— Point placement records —
* START *

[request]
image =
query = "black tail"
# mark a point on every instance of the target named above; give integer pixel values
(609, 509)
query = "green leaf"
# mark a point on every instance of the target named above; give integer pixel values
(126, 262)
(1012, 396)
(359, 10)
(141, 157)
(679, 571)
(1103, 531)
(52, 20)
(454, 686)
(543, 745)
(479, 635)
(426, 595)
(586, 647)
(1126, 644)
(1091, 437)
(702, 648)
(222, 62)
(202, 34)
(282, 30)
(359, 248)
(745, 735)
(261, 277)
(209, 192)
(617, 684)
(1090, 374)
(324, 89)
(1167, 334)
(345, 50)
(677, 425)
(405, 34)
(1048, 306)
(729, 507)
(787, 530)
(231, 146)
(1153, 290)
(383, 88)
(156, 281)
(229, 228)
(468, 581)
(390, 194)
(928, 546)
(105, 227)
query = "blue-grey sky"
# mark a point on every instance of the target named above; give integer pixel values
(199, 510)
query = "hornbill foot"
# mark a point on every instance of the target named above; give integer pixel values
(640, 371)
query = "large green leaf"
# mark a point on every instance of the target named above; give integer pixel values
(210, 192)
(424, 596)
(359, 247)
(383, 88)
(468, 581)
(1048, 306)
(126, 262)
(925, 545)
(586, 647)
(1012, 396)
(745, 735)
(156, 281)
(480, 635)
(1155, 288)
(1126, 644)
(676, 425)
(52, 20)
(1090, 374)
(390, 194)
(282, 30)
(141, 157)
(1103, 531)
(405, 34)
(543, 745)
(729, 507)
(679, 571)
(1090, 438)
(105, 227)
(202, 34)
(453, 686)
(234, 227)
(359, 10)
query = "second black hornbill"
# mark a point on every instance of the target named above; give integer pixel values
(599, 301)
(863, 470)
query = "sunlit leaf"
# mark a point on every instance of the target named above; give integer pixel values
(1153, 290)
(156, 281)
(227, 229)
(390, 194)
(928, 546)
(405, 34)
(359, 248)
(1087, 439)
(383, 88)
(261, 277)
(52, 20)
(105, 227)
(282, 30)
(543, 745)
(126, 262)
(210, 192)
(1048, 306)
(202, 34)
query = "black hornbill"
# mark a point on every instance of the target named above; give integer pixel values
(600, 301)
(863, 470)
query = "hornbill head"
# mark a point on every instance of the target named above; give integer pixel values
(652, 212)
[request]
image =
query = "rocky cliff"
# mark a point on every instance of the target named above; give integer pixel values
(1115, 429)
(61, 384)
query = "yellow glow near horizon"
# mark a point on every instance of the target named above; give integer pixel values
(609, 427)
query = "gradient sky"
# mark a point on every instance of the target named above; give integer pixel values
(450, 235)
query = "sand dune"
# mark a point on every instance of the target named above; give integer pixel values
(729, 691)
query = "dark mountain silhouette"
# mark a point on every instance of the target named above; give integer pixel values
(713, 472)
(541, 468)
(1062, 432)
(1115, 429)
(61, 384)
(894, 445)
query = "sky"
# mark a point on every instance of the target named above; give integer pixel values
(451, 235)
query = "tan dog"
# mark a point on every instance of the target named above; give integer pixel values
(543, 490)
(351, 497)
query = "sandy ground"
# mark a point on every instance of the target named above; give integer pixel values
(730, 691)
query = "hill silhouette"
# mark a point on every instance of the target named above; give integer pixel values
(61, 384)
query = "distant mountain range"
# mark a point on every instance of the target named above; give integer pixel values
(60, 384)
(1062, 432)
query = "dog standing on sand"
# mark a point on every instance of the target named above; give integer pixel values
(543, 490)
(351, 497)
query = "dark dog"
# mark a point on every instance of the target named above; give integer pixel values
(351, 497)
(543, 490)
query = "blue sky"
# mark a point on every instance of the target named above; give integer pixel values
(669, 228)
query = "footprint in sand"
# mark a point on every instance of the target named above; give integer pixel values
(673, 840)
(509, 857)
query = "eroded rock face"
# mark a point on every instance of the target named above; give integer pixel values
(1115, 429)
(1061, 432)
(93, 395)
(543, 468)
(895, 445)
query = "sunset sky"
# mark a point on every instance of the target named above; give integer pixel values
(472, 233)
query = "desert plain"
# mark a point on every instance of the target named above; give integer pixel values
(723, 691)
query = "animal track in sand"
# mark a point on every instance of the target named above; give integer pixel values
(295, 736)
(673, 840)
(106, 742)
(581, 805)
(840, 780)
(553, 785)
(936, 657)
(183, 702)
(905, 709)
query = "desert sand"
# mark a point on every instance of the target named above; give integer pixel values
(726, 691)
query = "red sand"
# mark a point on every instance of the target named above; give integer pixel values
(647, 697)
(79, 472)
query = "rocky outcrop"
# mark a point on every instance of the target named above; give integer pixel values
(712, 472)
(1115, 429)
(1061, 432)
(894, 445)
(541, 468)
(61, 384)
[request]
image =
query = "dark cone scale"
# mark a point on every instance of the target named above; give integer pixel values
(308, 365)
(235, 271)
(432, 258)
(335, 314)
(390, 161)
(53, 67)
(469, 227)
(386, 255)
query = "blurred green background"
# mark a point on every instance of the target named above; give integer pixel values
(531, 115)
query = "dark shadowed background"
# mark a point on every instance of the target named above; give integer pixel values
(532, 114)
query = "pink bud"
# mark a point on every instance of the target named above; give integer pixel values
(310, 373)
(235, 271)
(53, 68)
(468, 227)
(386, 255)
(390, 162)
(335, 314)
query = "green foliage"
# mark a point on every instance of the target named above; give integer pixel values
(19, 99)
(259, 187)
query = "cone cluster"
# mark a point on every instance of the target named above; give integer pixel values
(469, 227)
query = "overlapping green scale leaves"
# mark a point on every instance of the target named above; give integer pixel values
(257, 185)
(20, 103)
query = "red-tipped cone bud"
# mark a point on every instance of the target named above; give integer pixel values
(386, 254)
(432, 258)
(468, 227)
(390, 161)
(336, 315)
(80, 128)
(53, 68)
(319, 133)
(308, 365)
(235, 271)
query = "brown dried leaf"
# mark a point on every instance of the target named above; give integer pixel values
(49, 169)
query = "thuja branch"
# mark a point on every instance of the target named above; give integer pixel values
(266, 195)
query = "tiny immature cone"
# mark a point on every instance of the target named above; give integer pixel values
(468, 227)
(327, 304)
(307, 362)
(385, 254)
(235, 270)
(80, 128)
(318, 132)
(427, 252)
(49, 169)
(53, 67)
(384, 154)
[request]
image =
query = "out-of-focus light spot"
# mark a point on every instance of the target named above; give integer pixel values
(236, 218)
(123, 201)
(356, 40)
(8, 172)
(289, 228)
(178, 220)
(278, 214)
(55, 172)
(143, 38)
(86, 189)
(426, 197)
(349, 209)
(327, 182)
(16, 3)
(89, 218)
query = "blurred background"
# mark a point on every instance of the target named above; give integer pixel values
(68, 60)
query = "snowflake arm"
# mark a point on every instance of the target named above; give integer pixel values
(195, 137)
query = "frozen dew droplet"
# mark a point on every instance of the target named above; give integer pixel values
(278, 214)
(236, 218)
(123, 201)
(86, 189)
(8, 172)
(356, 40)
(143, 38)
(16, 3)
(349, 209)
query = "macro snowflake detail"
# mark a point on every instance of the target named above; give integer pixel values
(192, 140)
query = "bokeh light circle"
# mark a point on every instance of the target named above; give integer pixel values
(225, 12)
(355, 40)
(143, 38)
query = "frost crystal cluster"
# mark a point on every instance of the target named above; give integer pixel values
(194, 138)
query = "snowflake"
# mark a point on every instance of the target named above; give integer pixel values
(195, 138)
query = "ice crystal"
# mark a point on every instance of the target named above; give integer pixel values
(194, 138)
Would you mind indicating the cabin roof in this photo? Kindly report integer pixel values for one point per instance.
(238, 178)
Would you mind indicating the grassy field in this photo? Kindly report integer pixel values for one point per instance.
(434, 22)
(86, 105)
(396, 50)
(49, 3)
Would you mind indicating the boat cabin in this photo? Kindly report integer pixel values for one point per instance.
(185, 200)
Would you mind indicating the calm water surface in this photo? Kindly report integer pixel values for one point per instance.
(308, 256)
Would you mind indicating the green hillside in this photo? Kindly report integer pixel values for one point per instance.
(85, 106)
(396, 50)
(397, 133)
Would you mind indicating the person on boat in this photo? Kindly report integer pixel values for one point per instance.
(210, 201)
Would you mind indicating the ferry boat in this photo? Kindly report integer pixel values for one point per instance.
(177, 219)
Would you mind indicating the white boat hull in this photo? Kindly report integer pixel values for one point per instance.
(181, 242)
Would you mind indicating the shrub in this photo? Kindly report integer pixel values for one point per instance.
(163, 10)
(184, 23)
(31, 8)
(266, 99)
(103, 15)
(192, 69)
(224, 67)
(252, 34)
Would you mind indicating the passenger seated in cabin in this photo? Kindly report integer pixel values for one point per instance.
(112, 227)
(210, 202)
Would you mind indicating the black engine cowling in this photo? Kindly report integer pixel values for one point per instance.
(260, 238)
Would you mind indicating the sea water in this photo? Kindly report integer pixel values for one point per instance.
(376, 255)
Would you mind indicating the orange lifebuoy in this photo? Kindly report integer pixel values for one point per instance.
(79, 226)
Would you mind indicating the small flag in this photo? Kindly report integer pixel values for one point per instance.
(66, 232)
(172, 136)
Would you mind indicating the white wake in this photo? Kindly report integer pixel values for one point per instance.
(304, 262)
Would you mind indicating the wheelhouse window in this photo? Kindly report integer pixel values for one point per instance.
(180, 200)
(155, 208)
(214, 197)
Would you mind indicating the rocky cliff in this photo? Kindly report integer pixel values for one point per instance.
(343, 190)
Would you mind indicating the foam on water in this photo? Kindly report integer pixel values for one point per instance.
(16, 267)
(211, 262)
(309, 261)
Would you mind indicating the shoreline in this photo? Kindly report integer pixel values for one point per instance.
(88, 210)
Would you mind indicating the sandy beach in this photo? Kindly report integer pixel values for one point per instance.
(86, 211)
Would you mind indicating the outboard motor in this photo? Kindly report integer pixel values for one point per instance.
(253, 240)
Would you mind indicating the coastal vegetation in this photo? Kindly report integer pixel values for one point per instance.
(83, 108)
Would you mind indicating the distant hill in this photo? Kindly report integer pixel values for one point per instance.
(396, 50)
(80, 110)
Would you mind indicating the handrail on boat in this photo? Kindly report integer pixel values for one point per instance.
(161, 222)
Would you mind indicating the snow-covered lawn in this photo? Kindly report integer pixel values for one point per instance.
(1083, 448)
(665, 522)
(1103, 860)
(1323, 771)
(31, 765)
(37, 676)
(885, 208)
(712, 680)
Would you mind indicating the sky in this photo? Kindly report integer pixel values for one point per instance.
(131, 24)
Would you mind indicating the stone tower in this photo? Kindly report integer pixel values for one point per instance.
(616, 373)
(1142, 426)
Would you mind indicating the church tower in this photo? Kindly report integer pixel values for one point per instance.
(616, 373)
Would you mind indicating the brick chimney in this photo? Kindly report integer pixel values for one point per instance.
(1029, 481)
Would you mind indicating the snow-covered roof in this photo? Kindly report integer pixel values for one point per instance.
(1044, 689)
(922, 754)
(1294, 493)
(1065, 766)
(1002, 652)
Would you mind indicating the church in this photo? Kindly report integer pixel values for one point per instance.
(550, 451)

* END *

— EXERCISE TASK —
Find the line containing "Would you mind indicating the church tower" in the material above. Print it and every line after it through the end, exactly and only those.

— COMPLETE ANSWER —
Would you mind indicating the church tower in this photo? Kindly report integer pixel values for one point per instance.
(616, 373)
Would you mind indicating the brick chimney in this photo? Kindly report integer pixel values for one point per instance.
(1029, 481)
Would you mind indicating the snow-covered roof in this photo? Kindly report integer pixel values for one point per instance.
(1044, 689)
(922, 754)
(1294, 493)
(1065, 766)
(1002, 652)
Would you mind indicating the church in this photo? Kindly report integer pixel values for one point per instance.
(550, 451)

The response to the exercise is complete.